WORK TO COMPLETE —
Reproduce the listing below without any change.

--- GIVEN INFORMATION Enclosed Below ---

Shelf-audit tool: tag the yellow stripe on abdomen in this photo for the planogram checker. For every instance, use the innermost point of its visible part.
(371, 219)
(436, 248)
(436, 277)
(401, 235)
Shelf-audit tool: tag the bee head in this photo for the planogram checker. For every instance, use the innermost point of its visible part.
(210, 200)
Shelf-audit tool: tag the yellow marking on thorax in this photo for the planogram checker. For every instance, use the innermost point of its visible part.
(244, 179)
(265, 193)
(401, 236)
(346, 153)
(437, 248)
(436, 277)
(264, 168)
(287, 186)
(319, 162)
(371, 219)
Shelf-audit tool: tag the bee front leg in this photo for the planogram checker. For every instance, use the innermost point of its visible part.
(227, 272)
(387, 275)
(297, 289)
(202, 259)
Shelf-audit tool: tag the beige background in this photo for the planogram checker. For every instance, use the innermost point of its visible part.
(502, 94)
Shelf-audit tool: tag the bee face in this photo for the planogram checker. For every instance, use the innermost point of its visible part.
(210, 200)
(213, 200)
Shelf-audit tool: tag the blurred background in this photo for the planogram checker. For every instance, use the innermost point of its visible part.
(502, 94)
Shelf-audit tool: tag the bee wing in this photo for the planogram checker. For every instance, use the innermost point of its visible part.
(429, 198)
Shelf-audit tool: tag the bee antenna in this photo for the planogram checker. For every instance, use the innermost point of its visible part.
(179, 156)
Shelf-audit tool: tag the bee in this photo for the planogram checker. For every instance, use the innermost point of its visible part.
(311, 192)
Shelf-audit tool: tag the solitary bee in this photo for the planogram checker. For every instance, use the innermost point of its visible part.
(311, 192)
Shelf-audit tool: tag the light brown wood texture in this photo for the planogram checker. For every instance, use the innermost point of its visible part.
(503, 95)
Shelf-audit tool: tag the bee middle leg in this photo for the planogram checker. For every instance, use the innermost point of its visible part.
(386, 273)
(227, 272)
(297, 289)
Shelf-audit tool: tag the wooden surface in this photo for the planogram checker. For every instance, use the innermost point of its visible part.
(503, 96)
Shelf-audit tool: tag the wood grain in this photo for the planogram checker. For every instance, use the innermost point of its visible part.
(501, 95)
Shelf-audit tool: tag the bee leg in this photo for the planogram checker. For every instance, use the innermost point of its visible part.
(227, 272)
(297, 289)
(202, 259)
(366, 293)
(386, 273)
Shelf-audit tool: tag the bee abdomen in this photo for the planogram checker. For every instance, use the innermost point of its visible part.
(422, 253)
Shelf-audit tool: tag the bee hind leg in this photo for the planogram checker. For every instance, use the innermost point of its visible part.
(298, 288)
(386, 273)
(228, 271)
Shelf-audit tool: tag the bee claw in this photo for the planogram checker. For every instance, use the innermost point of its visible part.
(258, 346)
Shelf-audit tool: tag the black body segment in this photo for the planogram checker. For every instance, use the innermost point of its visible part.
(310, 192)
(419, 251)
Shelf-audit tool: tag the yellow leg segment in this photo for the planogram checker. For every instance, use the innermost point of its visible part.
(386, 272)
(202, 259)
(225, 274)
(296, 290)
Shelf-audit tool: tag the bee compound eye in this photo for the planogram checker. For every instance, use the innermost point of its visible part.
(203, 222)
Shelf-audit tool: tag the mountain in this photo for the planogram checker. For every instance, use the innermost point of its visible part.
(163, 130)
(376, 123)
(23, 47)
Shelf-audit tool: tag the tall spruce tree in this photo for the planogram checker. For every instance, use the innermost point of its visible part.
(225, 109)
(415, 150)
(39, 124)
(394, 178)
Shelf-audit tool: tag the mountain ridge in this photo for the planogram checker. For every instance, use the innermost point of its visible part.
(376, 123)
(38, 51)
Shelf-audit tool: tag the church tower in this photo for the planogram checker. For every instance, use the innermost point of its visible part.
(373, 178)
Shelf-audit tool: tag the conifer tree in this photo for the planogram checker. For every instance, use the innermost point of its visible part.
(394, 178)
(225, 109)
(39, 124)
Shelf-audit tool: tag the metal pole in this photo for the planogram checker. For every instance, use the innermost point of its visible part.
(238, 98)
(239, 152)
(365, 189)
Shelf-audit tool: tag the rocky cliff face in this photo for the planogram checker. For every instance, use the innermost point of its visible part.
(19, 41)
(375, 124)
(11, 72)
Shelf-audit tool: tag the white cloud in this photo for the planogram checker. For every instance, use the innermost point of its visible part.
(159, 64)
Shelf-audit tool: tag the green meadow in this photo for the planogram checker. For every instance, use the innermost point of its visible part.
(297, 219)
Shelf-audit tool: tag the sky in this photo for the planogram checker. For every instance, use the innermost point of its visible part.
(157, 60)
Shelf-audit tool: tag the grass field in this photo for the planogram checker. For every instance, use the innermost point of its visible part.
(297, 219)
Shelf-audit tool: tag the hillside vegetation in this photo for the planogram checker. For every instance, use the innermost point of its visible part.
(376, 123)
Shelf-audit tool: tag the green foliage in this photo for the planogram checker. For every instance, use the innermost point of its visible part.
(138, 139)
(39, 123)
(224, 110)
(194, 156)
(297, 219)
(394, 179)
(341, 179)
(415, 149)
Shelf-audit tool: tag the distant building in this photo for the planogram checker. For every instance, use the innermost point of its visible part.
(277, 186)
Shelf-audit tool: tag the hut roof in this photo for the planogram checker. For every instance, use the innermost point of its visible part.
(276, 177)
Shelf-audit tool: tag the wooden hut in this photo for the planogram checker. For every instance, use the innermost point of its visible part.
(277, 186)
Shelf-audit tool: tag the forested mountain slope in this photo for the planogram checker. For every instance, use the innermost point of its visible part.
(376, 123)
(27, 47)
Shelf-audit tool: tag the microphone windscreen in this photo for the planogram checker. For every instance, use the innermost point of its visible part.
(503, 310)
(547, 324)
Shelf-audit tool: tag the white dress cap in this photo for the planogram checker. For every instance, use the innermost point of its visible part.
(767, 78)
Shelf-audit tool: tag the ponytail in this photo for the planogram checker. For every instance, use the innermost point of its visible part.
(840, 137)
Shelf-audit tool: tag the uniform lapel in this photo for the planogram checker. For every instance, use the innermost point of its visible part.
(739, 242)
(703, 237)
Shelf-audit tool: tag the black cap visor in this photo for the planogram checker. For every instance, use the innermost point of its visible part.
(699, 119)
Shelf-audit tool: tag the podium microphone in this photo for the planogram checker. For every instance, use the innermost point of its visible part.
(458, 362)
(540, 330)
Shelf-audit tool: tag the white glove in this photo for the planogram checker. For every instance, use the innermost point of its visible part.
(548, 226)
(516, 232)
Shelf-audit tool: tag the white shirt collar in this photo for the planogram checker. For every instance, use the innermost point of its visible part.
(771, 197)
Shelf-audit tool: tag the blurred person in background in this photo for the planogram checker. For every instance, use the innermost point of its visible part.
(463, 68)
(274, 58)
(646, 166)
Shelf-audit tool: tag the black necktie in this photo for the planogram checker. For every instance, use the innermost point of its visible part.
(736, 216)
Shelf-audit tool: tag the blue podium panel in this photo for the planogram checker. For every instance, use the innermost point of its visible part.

--- End of Enclosed GIVEN INFORMATION ---

EXERCISE SOLUTION —
Shelf-audit tool: tag the yellow stripe on abdomen in this photo for the planogram checker. For every instance, use the innermost point of its visible part.
(371, 219)
(436, 248)
(436, 277)
(401, 235)
Shelf-audit tool: tag the bee head in this photo for the planogram checker. For every instance, use the innermost point of its visible part.
(210, 200)
Shelf-audit tool: tag the yellow marking on thorax in this photo for the planogram checker. For every instance, use the innermost point of its visible part.
(244, 179)
(265, 193)
(401, 236)
(346, 153)
(437, 248)
(436, 277)
(264, 168)
(287, 186)
(319, 162)
(371, 219)
Shelf-audit tool: tag the bee front leg in this photo for the planogram checker. For every instance, use the innermost point of its visible part.
(227, 272)
(387, 275)
(297, 289)
(202, 259)
Shelf-audit tool: tag the beige background in this photo for the planogram checker. For every instance, use the innermost point of its visible part.
(502, 94)
Shelf-audit tool: tag the bee face in this photo for the planogram checker. For every instance, use the innermost point of its visible part.
(210, 200)
(213, 200)
Shelf-audit tool: tag the blurred background in this photo for the planogram checker. For every instance, use the innermost point of its visible part.
(502, 94)
Shelf-audit tool: tag the bee wing in this photo for the planogram checker. For every instance, use the innermost point of its visible part.
(429, 198)
Shelf-audit tool: tag the bee antenna in this photo for the planogram checker. For every instance, use the innermost point of its visible part.
(179, 156)
Shelf-audit tool: tag the bee in this photo for the planogram checker. For every instance, use the innermost point of its visible part.
(311, 192)
Shelf-audit tool: tag the solitary bee in this photo for the planogram checker. For every instance, use the innermost point of its visible part.
(311, 192)
Shelf-audit tool: tag the light brown wood texture in this photo for the planogram checker. For every instance, use the innermost point of its visible part.
(503, 95)
Shelf-audit tool: tag the bee middle leg in this photo for the planogram checker. For every instance, use the innermost point of its visible part.
(386, 273)
(227, 272)
(297, 289)
Shelf-audit tool: tag the wooden surface in this photo for the planogram checker. For every instance, use the innermost point of its visible part.
(503, 96)
Shelf-audit tool: tag the wood grain in this photo for the planogram checker. For every instance, use the innermost point of its visible part.
(501, 95)
Shelf-audit tool: tag the bee leg in this photo for the planogram checker. For every instance, use the innermost point of its visible part.
(227, 272)
(297, 289)
(202, 259)
(366, 293)
(386, 273)
Shelf-audit tool: tag the bee abdomen in this photo for the planogram checker. For every instance, use the innermost point of its visible part.
(422, 253)
Shelf-audit tool: tag the bee hind leg in this photo for the planogram checker. For every instance, use the innermost point of its visible part.
(298, 288)
(386, 273)
(228, 271)
Shelf-audit tool: tag the bee claw in this photo for the planogram checker. For every instance, use the innermost point of its visible part.
(258, 346)
Shelf-audit tool: tag the black body segment in this photo for the planogram checker. For every instance, use the innermost point of its visible part.
(310, 192)
(419, 251)
Shelf-audit tool: tag the yellow leg segment in this photo for the planogram checker. For every instance, use the innermost point of its visible part.
(386, 272)
(202, 259)
(225, 274)
(296, 290)
Shelf-audit tool: tag the bee compound eye in this photo for the planogram checker. For every instance, use the innermost point of its visible part.
(203, 222)
Shelf-audit tool: tag the mountain in this photo for the planogram checker. For every instance, use the innermost point of its visible part.
(163, 130)
(376, 123)
(23, 47)
Shelf-audit tool: tag the tall spruce tree in this photo for the planogram checker. For every instance, use the innermost point of its visible part.
(225, 109)
(415, 150)
(39, 124)
(394, 178)
Shelf-audit tool: tag the mountain ridge in this photo for the planogram checker. For every instance, use the innermost point of its visible part.
(376, 123)
(38, 51)
Shelf-audit tool: tag the church tower in this photo for the planogram checker. For every instance, use the innermost point of its visible part.
(373, 178)
Shelf-audit tool: tag the conifer tree in this photo for the planogram checker. For every instance, use the innermost point of its visible part.
(394, 178)
(225, 109)
(39, 124)
Shelf-audit tool: tag the metal pole in this photo for the planogram checker. For every instance, use the innermost point of its visible part.
(238, 98)
(239, 152)
(365, 189)
Shelf-audit tool: tag the rocky cliff face in this photo for the planogram checker. For every instance, use the innermost point of its visible part.
(19, 41)
(375, 124)
(11, 72)
Shelf-audit tool: tag the white cloud in this photo for the planogram checker. For every instance, use the innermost point of its visible part.
(159, 64)
Shelf-audit tool: tag the green meadow in this photo for the planogram checker. For every instance, use the innermost point of its visible part.
(297, 219)
Shelf-audit tool: tag the sky in this photo for the planogram checker. For every instance, use the innermost point of its visible part.
(157, 60)
Shelf-audit tool: tag the grass field in this photo for the planogram checker. For every instance, use the innermost point of its visible part.
(297, 219)
Shelf-audit tool: tag the hillside vegetation in this photo for the planogram checker. For every instance, use the innermost point of its visible part.
(376, 123)
Shelf-audit tool: tag the green foliage in this photo for the planogram checker. For every instance, use the innermost point of its visible part.
(138, 139)
(39, 123)
(224, 110)
(194, 156)
(297, 219)
(394, 179)
(341, 179)
(415, 149)
Shelf-audit tool: tag the distant building in this photo for the planogram checker. For every instance, use the innermost point of its visible part.
(277, 186)
Shelf-audit tool: tag the hut roof in this photo for the planogram checker. For every instance, use the innermost point of its visible part.
(276, 177)
Shelf-audit tool: tag the wooden hut in this photo for the planogram checker. For every instance, use the innermost point of its visible part.
(277, 186)
Shelf-audit tool: tag the forested mountain slope in this photo for the planogram checker. For every instance, use the innermost point of its visible part.
(376, 123)
(27, 47)
Shelf-audit tool: tag the microphone windscreen in this photo for the planogram checker. For every instance, use the innermost point of its visible part.
(503, 310)
(547, 324)
Shelf-audit tool: tag the white dress cap in this photo for the planogram checker. For every instance, use the innermost point of its visible part.
(767, 78)
Shelf-audit tool: tag the ponytail in this photo for the planogram checker. For every instance, use the innermost point of its visible part.
(840, 137)
Shelf-audit tool: tag the uniform lapel in this photo for the planogram checker. For every instance, use the innermost point of its visible part.
(739, 242)
(703, 237)
Shelf-audit tool: tag the black cap visor in this photo for the planogram checker. For every instance, use the innermost point of its visible part.
(699, 119)
Shelf-audit tool: tag the podium microphone in this photo for the planogram checker. For every instance, use the innermost point of its visible part.
(458, 362)
(540, 330)
Shelf-audit tool: tag the white glove in this photo for the planogram checker. For every instance, use the innermost point of its visible part.
(548, 226)
(516, 232)
Shelf-audit tool: tag the white shirt collar in this photo for the planogram checker. For every instance, use the innermost point of its visible part.
(771, 197)
Shelf-audit tool: tag the blurred person in background in this photo for the planogram checker. For every instance, use the innermost point of its visible part.
(463, 68)
(274, 58)
(646, 166)
Shelf-audit tool: tag the black necktie in this photo for the planogram checker. For every instance, use the innermost point of its visible part.
(736, 216)
Shelf-audit tool: tag the blue podium panel in this photo for the planogram checker. For every instance, use the innermost point of its visible part.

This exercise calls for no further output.